[Saved entries]
▼
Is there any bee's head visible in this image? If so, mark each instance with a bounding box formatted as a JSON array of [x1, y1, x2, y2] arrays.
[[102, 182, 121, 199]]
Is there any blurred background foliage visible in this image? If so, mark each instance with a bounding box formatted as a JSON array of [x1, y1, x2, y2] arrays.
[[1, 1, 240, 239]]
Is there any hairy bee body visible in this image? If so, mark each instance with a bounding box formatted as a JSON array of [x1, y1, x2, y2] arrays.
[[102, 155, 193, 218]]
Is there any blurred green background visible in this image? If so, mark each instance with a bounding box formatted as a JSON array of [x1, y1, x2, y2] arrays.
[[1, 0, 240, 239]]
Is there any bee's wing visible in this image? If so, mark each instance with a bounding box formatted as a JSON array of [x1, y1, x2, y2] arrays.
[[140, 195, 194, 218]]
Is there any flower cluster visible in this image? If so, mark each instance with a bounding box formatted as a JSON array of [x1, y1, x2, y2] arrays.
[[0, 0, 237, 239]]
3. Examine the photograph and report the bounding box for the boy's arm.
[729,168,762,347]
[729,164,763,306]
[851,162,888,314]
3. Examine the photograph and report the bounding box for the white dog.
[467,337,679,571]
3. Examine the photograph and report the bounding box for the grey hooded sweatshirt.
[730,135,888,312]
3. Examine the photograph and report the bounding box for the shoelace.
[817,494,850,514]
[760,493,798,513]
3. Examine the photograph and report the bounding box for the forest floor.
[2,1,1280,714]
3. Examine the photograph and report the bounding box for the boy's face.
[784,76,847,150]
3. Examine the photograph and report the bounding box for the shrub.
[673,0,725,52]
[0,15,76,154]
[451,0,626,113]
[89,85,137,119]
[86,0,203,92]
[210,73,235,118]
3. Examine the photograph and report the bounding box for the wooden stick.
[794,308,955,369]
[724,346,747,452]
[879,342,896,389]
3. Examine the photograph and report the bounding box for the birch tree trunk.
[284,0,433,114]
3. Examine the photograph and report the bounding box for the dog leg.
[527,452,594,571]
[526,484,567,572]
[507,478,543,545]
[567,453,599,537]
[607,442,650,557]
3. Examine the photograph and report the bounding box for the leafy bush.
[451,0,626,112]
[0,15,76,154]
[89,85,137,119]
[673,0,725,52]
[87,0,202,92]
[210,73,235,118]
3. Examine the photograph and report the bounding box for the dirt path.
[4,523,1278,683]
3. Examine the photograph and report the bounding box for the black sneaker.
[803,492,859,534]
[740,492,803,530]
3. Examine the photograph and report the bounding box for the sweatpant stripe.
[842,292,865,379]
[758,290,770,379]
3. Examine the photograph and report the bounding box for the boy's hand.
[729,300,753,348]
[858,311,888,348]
▲
EXERCISE: Copy out every record again, letter for letter.

FINISHED EXERCISE:
Is there any bee's head visible in this image? If so, mark each instance with a bounding box formatted as a JSON array of [x1, y1, x2, y2] arrays.
[[102, 182, 121, 199]]
Is there any blurred background foliage visible in this image? If so, mark each instance with a bounding box formatted as a JSON array of [x1, y1, x2, y2] arrays.
[[1, 1, 240, 239]]
Is there any hairy bee body visible in this image? If so, mark each instance with a bounding box formatted as a JSON array of [x1, y1, x2, y2] arrays.
[[102, 155, 193, 218]]
Is there any blurred green background visible in this image? If so, mark each instance with a bounding box formatted as a JSON array of [x1, y1, x2, y2] arrays.
[[1, 0, 240, 239]]
Is there any bee's wing visible in this image? If so, mark each instance with a bounding box formatted as a JSON array of [x1, y1, x2, y2] arrays.
[[140, 195, 194, 218]]
Is there any flower cluster visible in this image? If so, mark each instance with a bounding box formatted as a JSON array of [x1, y1, x2, y2] arrays.
[[0, 0, 237, 239]]
3. Examine the photograph and report the bounding box for the boy's arm.
[729,168,762,347]
[729,164,763,306]
[851,162,888,314]
3. Examine the photograph and report the bounding box for the white dog.
[467,337,679,571]
3. Examine the photograph and report the bounding box for the grey hooded sweatshirt.
[730,135,888,312]
3. Examine the photograph and report the bounding box for the shoelace.
[817,494,850,514]
[760,493,798,513]
3. Examine the photograph and report the bounding box for the forest floor.
[2,1,1280,714]
3. Examine the photograph and report the bounding box for the boy's face.
[784,76,847,150]
3. Examine the photograph and report the bounding box for the shrub.
[673,0,725,52]
[0,15,76,154]
[451,0,626,113]
[89,85,137,119]
[86,0,203,92]
[210,73,235,118]
3. Examine the photograph and report the bounding box for the wooden stick.
[794,308,955,369]
[724,346,747,452]
[879,342,896,389]
3. Examine the photograph and report the bounding box for the birch tree trunk.
[284,0,433,114]
3. Examine the photograph and report the bounding box for the dog leg.
[527,452,594,571]
[526,484,567,572]
[507,478,543,545]
[567,453,599,537]
[607,442,650,557]
3. Examine the photograph and report the bounding box for the leafy bush.
[451,0,626,112]
[0,15,76,154]
[89,85,137,119]
[673,0,725,52]
[87,0,202,92]
[210,73,235,118]
3. Examine the photograph and report the bounding box for the dirt path.
[4,523,1278,683]
3. Examine the photograph and report the bounding box for the black sneaker.
[803,492,859,534]
[740,492,803,530]
3. Examine the photograph and report the bounding box for the sweatpant stripe.
[842,292,865,379]
[758,290,770,379]
3. Examine the photograph and report the bounding box for the boy's hand.
[729,300,753,348]
[858,311,888,348]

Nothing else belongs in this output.